Gespeicherte Einträge:
********************
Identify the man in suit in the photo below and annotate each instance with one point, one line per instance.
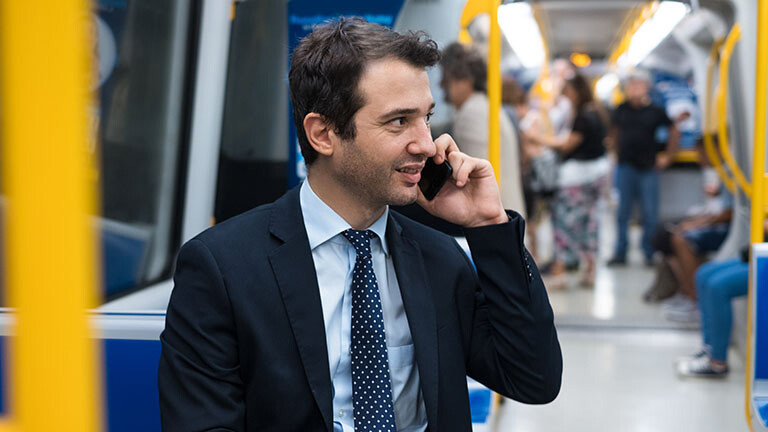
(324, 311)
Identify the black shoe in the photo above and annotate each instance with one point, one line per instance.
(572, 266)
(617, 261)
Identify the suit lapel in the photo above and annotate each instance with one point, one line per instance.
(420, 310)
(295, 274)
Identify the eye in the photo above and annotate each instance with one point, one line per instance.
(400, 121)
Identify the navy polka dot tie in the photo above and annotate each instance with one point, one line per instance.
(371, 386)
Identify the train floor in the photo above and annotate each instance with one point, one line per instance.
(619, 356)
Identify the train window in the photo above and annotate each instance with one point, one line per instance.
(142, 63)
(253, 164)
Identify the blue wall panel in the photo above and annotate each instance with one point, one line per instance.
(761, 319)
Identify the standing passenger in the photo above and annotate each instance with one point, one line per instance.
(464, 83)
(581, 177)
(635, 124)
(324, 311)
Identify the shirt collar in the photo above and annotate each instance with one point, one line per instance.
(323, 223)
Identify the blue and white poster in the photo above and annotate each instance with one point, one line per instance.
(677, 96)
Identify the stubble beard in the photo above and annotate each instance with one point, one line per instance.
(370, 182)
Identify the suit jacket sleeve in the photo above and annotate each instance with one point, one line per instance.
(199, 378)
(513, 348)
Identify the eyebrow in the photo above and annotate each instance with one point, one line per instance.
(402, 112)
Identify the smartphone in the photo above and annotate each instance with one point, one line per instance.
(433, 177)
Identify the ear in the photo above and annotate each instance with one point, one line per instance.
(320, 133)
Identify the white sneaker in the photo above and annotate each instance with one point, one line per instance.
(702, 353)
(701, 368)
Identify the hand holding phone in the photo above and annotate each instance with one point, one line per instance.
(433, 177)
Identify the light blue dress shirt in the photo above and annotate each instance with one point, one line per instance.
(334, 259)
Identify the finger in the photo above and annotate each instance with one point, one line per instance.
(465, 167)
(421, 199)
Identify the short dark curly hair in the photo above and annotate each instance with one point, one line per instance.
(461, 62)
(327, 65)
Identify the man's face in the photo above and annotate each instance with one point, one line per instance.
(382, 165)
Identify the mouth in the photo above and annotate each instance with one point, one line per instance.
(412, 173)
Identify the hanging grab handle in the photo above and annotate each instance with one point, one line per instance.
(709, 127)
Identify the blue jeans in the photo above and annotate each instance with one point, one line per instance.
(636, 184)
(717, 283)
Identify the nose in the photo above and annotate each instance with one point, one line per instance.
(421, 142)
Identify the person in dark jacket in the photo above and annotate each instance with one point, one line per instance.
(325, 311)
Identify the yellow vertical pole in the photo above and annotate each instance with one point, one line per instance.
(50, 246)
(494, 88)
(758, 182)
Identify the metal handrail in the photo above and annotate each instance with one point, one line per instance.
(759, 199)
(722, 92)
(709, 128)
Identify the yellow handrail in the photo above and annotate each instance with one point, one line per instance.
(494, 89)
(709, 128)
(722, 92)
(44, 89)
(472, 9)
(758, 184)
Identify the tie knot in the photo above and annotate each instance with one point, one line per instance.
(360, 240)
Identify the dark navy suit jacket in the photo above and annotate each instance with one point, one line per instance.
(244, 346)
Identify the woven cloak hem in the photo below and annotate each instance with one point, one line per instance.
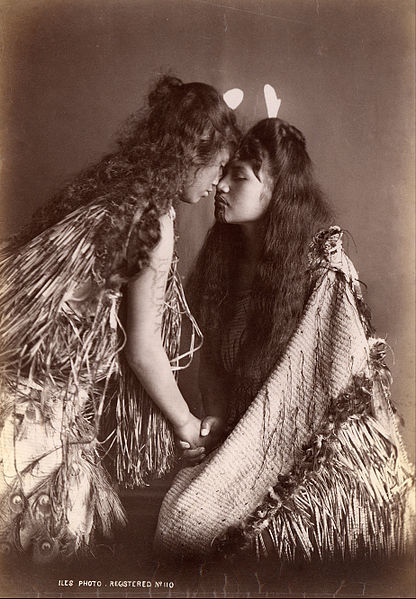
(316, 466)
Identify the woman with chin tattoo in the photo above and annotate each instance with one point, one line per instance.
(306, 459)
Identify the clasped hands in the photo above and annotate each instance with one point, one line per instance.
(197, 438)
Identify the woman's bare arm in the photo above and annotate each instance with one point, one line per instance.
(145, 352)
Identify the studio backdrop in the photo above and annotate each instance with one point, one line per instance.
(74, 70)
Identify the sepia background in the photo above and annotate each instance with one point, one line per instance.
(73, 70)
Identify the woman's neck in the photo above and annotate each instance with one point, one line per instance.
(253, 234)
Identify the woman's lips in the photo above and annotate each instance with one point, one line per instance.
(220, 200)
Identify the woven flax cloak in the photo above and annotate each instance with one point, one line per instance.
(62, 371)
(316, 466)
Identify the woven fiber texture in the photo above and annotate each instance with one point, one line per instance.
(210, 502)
********************
DER AUFTRAG:
Gib das gesamte Material oben Zeile für Zeile unverändert aus. Lass dabei die Bilder weg.

DIE ANTWORT:
Identify the man in suit in the photo below and annotate each instance with one point, one line per instance.
(324, 311)
Identify the black shoe in the photo above and annotate each instance with one point, one line per instance.
(572, 266)
(617, 261)
Identify the suit lapel in the photo above and annotate each instance with one point, one line per instance.
(420, 310)
(295, 274)
Identify the eye in the photo above and annotate each instance with one point, one line per instance.
(400, 121)
Identify the navy polka dot tie in the photo above and annotate each instance with one point, one line per instance.
(371, 386)
Identify the train floor in the photo above and annotate each instance with one point, one line per instance.
(619, 356)
Identify the train window in the photo above and annotate each instance with one point, one line per instance.
(142, 63)
(253, 164)
Identify the blue wall panel in the photo above and annotate each instance with one point, one line per instance.
(761, 319)
Identify the standing passenger in the photo above and annotate each instance with one point, one line per instance.
(464, 83)
(581, 177)
(635, 124)
(324, 311)
Identify the shirt collar in the photo above and annotate each instance with one point, one line per instance.
(323, 223)
Identify the blue and white poster in the photo above and annotate each instance with one point, one line per instance.
(677, 96)
Identify the stubble beard in the photo above and annotate each instance with one point, one line per instance.
(370, 182)
Identify the suit jacket sleeve in the photo above and annotate each instance with one point, one line per instance.
(199, 378)
(513, 348)
Identify the eyebrow in the photo above and annotate each instance with one point, one line per instance.
(402, 112)
Identify the smartphone in the photo above and annotate each instance with one point, one line per instance.
(433, 177)
Identify the ear in the photo above and annotate each instance with one point, one line per instance.
(320, 133)
Identify the white sneaker in the photo above and annotate each instance with one point, one line per instance.
(702, 353)
(701, 368)
Identify the hand holding phone in the photo above and annotate each instance with one point, one line per instance.
(433, 177)
Identify the light blue dress shirt in the photo above and annotate each instance with one point, one line per instance.
(334, 259)
Identify the finger in the photo above and annotate each instance with one point, one line per instance.
(465, 167)
(421, 199)
Identify the short dark curly hair in the photo above and annotate each instance with one point, one line per instance.
(461, 62)
(327, 65)
Identify the man's face in the photo above and annotate each instance with one point, one line per instance.
(382, 165)
Identify the mouth in the photo above and annotate each instance with one point, one line per instance.
(412, 173)
Identify the hanging grab handle in the photo above and annotate each instance with one point, one line per instance.
(709, 127)
Identify the blue jeans in the photo above and annotate each instance with one point, one line per instance.
(636, 184)
(717, 283)
Identify the nose in the photo above and annotate each instance with one point, one line per instance.
(421, 142)
Identify the person in dark jacket in the photo above and annotate each instance with one point, one line per instance.
(325, 311)
Identify the yellow vertical pole in the photo above and annotate each instance with one point, one line per instance.
(50, 246)
(494, 88)
(758, 182)
Identify the metal handrail in the photo above and annotate each instance with one point, one line per instance.
(759, 199)
(722, 92)
(709, 128)
Identify the yellow handrail in the photo above and annotate each instance with one point, one line per instance.
(494, 89)
(709, 128)
(722, 92)
(44, 89)
(472, 9)
(758, 184)
Identify the tie knot in the photo above and annotate each instance with one point, one line per instance.
(360, 240)
Identify the dark navy suit jacket in the photo above and annotate each instance with one point, one line per instance.
(244, 346)
Identify the woven cloak hem in the photo below and annotate each instance with one point, one line per instance.
(316, 466)
Identify the woman with chin tattoo in the photo above and annotate each instance with one point, one line per instance.
(306, 459)
Identify the clasped hands in the photo above and annotate each instance with one point, one line per instance.
(197, 438)
Identify the woman's bare arm in the photo above and annotate each instance with one point, one line per instance.
(145, 352)
Identify the studio backdrop in the photo above and annotate each instance with one point, one line per instance.
(74, 70)
Identify the sepia background in the photo above and annotate each instance with one point, one line per instance.
(73, 70)
Identify the woman's neck in the photo above and annotate each instance with one point, one line per instance.
(253, 234)
Identify the woman's lips in the photo above and annotate each instance with one point, one line per instance.
(220, 200)
Identify the woven flax cloak in the photo above and annotate each instance with one point, one line per instance.
(62, 371)
(316, 466)
Identify the woven fiber texture in the photo above and annotate each instance with one point, one line per instance.
(210, 502)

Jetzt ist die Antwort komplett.